— begin Provided records —

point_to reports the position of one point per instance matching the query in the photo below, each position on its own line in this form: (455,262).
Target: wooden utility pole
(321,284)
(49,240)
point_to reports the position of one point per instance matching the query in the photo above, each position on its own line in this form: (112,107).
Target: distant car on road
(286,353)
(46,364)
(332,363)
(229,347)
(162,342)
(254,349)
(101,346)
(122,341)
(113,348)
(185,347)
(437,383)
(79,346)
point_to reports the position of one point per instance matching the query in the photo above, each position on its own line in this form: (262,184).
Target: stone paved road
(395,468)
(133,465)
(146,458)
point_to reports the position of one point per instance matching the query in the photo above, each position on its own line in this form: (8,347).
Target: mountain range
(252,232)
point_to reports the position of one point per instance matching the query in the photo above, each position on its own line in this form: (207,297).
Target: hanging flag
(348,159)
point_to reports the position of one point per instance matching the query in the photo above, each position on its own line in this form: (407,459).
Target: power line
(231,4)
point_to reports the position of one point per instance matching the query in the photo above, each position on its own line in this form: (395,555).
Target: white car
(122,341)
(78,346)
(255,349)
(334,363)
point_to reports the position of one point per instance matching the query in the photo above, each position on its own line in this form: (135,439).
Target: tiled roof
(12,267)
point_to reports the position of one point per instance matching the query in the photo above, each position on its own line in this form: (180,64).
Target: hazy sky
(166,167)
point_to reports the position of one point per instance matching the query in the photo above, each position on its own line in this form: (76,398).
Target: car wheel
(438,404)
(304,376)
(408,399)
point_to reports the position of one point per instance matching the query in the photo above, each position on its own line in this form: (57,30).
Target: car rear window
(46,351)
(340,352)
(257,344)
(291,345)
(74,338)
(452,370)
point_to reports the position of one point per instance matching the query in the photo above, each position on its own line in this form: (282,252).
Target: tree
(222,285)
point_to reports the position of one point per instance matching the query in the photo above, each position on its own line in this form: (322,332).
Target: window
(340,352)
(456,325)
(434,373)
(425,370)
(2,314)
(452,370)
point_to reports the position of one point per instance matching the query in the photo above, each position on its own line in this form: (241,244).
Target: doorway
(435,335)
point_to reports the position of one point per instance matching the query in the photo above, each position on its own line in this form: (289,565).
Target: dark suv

— end Provided records —

**Set problem**
Transcribe all lines as written.

**Solution**
point_to reports the position of one point per instance matching the query in the photo below, each position on its own line in this form: (455,262).
Target: wooden utility pole
(321,284)
(49,240)
point_to reports the position of one point per instance matching the query in the photo above, each position on its own line in this form: (112,107).
Target: distant car on road
(286,353)
(46,364)
(332,363)
(229,347)
(162,342)
(254,349)
(101,346)
(122,341)
(113,348)
(185,347)
(437,383)
(79,346)
point_to reports the position of one point per instance matching the query in the photo above, each position on its own line in this form: (262,184).
Target: stone paved road
(395,468)
(133,465)
(146,458)
point_to reports the position of one point per instance matching the query in the photo above, each position on its own line in this form: (8,347).
Target: mountain range
(252,232)
point_to reports the position of one point per instance matching the query in the photo above, each position on its own line in this form: (207,297).
Target: hanging flag
(348,159)
point_to reports the position of one point per instance matching the query in the photo above, each position on its own line in this form: (407,459).
Target: power line
(231,4)
point_to reports the position of one point per instance matching the query in the photo above, each position on its own line in this form: (395,555).
Target: white car
(122,341)
(78,346)
(255,349)
(334,363)
point_to reports the position of one point per instance matching the query in the photo above, each position on its own line in this form: (135,439).
Target: tiled roof
(12,267)
point_to reports the position of one point per instance matching the query in the photo above, each position on its own line in this form: (180,64).
Target: hazy sky
(166,167)
point_to reports the position of one point per instance matching the query in the photo above, each position on its own line in this form: (76,398).
Target: car wheel
(438,404)
(304,376)
(408,399)
point_to reports the position of one point per instance matching the query in the photo above, each position on its own line in this form: (57,30).
Target: car rear window
(46,351)
(340,352)
(257,344)
(291,345)
(74,338)
(452,370)
point_to reports the position of one point per instance matching the query in the photo above, each position on its own line in this form: (282,252).
Target: tree
(222,285)
point_to reports the position of one point per instance matching the query in the photo above, each position on its own line in this form: (322,332).
Target: window
(340,352)
(456,325)
(434,373)
(425,370)
(2,314)
(452,370)
point_to reports the position of one point per instance matching the query in the photo above, each position on its own line in this form: (241,244).
Target: doorway
(435,335)
point_to reports the position of one point per instance matching the query in the photo above, each position on its own line in this form: (289,565).
Target: dark suv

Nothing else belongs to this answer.